● **Requirements**
In the Passover article below, copy out the passage that opens with the words "He and a group" and closes with "25 miles away.", renaming "volunteers" to "helpers".
### Source ###
Children in Anchorage, Alaska, re-enact the crossing of the Red Sea following the Exodus from Egypt. (Photo: Lisa J. Seifert)

Prepping for Passover From Anchorage to Zanzibar

by Karen Schwartz – Chabad.org

With Passover less than a week away, Rabbi Yossi Grossbaum was on the road Tuesday evening, delivering shmurah matzah to people in his community. Grossbaum, who with his wife, Goldie, co-directs the Chabad Jewish Community Center serving Folsom, El Dorado Hills and the surrounding region in California, will spend some 50 hours getting the round, handmade matzah to area residents before the holiday begins this Friday night, March 30.

The Chabad center’s preparation for the eight-day festival (seven days in Israel), which commemorates the emancipation of the Israelites from slavery in ancient Egypt, started even before Purim. They placed orders for shmurah matzah, which the Rebbe—Rabbi Menachem M. Schneerson, of righteous memory—had long encouraged. The round, handmade matzah, which was watched to make sure the flour used to make it did not come into any contact with water or moisture, also serves as a way to raise awareness about the upcoming holiday, says Grossbaum.

He and a group of volunteers will deliver some 100 to 150 boxes of the matzah for people to use at their Seders as they join Jews near and far in drinking four cups of wine, eating matzah and bitter herbs, and retelling the story of the Exodus on Friday and Saturday nights (Friday night in Israel). The Grossbaums, like Chabad-Lubavitch emissaries around the globe, will be welcoming guests to community Seders, theirs in Folsom and also in Placerville, some 25 miles away.
### Data provided ###
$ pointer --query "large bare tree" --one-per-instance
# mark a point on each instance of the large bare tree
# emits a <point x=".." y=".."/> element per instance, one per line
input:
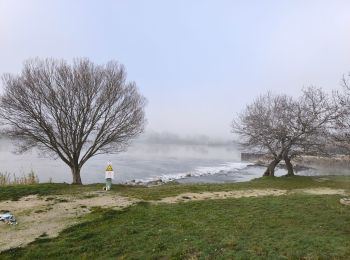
<point x="73" y="112"/>
<point x="341" y="131"/>
<point x="285" y="127"/>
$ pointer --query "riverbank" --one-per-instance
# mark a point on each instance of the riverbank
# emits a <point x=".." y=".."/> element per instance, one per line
<point x="138" y="222"/>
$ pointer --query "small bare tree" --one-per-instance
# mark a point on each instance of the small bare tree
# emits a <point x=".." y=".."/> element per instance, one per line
<point x="73" y="112"/>
<point x="285" y="127"/>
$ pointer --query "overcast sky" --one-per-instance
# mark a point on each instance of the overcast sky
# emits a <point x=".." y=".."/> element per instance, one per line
<point x="197" y="62"/>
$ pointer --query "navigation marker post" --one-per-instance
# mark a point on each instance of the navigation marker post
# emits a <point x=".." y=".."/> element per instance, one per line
<point x="109" y="175"/>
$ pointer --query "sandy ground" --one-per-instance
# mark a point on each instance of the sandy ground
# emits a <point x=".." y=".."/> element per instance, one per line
<point x="48" y="215"/>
###
● **Response to this exercise**
He and a group of helpers will deliver some 100 to 150 boxes of the matzah for people to use at their Seders as they join Jews near and far in drinking four cups of wine, eating matzah and bitter herbs, and retelling the story of the Exodus on Friday and Saturday nights (Friday night in Israel). The Grossbaums, like Chabad-Lubavitch emissaries around the globe, will be welcoming guests to community Seders, theirs in Folsom and also in Placerville, some 25 miles away.